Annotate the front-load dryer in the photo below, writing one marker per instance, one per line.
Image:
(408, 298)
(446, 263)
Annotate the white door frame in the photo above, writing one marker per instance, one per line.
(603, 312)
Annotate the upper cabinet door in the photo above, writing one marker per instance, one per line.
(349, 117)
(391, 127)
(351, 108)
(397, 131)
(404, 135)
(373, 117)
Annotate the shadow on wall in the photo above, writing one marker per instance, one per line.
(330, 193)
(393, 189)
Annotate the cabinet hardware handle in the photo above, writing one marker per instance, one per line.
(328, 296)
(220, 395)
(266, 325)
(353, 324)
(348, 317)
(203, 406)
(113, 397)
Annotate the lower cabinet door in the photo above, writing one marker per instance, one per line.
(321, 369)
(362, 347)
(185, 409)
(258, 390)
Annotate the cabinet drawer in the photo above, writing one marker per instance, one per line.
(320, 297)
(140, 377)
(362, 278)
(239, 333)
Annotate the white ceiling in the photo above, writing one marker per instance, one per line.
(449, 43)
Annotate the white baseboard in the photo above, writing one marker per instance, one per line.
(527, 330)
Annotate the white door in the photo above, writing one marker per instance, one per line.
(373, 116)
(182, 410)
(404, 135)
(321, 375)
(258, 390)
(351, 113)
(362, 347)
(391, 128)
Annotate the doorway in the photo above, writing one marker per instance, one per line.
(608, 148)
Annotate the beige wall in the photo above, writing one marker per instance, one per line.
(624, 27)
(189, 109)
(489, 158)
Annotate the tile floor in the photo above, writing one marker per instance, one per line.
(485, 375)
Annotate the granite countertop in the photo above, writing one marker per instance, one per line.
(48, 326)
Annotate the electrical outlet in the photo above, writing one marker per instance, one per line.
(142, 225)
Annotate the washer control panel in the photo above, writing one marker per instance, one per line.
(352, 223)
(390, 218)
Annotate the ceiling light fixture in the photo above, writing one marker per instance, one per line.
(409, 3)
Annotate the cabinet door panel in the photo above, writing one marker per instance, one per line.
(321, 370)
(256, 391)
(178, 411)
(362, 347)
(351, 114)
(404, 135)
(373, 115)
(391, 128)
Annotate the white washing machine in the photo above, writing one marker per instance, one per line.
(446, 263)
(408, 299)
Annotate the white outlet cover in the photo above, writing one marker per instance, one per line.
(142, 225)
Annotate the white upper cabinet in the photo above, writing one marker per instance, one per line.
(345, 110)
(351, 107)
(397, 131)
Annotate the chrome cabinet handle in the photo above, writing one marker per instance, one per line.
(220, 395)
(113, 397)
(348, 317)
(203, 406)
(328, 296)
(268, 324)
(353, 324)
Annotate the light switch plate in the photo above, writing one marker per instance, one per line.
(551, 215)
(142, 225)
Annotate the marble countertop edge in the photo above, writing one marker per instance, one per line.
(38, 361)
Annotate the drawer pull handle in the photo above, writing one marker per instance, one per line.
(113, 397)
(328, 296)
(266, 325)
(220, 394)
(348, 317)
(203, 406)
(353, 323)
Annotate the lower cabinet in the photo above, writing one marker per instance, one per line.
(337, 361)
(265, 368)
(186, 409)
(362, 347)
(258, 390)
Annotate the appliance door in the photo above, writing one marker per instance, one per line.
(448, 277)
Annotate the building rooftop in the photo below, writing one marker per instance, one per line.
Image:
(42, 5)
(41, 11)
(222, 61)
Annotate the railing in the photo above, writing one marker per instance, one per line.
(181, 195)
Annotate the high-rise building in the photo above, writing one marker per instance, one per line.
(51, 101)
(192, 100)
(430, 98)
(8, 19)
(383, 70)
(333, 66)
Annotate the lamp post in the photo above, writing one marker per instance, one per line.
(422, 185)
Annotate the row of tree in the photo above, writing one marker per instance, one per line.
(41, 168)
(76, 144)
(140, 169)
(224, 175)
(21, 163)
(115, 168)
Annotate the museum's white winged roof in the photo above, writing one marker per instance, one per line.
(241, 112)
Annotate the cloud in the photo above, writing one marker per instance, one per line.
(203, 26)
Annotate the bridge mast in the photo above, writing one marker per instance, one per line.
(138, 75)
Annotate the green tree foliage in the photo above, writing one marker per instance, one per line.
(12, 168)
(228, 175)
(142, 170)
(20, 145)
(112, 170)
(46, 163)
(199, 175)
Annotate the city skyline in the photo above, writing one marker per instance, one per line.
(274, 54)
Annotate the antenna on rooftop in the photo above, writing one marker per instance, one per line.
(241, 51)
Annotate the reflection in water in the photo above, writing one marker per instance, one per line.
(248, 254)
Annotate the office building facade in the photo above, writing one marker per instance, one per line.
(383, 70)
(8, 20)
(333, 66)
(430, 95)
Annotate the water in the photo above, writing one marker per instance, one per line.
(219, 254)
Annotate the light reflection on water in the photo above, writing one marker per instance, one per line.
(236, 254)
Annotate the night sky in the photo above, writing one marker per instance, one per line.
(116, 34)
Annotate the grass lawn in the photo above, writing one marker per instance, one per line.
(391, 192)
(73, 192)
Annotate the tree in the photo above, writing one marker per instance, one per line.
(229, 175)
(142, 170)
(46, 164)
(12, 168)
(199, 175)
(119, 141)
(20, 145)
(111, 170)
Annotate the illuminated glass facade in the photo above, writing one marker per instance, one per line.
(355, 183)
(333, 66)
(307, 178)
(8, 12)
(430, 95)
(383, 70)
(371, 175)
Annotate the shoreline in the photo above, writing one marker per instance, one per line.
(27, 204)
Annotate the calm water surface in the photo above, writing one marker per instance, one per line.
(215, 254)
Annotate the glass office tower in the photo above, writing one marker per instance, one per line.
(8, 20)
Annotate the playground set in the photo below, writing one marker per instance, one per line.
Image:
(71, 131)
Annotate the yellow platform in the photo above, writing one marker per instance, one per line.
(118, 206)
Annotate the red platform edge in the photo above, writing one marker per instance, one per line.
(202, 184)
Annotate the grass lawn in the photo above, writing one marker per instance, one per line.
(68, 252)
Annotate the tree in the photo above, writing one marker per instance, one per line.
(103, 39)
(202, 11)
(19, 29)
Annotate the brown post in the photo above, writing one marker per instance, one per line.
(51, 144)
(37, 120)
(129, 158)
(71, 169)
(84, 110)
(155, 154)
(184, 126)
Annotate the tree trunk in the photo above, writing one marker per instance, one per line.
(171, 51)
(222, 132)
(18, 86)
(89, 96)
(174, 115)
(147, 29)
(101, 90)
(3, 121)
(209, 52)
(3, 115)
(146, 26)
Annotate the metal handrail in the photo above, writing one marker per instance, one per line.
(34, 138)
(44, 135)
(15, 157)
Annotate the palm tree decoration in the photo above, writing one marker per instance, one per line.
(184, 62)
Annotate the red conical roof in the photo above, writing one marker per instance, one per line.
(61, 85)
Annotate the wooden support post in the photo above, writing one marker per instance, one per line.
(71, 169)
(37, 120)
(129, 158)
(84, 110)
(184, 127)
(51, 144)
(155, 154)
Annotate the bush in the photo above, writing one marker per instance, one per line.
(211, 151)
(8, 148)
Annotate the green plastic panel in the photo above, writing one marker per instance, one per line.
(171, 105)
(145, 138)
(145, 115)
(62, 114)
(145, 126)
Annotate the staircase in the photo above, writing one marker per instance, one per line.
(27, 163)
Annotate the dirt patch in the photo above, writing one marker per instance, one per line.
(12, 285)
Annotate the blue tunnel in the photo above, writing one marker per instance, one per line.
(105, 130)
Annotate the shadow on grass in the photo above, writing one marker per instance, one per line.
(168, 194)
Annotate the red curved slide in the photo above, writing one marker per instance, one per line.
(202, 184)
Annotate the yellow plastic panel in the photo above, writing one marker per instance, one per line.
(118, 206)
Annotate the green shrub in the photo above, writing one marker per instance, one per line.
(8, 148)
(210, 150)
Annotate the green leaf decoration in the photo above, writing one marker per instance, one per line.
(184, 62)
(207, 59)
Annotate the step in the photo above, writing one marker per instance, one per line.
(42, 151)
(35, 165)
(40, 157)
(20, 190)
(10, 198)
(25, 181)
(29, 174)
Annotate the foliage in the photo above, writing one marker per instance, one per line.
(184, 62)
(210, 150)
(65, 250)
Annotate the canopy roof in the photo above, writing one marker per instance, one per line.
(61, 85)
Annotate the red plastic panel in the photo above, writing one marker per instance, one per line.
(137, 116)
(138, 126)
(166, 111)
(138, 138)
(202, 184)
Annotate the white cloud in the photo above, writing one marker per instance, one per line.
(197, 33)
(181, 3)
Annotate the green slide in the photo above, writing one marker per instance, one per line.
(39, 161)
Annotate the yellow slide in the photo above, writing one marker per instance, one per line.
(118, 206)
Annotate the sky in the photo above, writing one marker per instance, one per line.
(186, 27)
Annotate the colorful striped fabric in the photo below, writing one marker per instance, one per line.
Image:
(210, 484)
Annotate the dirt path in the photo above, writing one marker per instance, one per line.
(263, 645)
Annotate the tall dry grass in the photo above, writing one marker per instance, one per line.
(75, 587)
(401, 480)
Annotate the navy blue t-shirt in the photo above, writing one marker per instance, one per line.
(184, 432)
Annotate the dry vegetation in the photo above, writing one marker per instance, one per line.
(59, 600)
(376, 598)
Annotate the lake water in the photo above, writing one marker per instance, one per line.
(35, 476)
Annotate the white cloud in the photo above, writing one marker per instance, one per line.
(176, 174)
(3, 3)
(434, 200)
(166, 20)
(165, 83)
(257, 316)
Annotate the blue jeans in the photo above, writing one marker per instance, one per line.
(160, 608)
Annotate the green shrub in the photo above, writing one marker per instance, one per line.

::::::

_PROBLEM TO SOLVE_
The word "below" appears in some of the lines above. Copy those lines.

_RESPONSE AREA_
Annotate the front-load dryer in the photo below, writing one marker per instance, one per line.
Annotate the building rooftop in the photo below, writing one marker per instance, one per line.
Annotate the playground set in the photo below, writing one marker per instance, one per line.
Annotate the colorful striped fabric in the photo below, writing one marker per instance, one per line.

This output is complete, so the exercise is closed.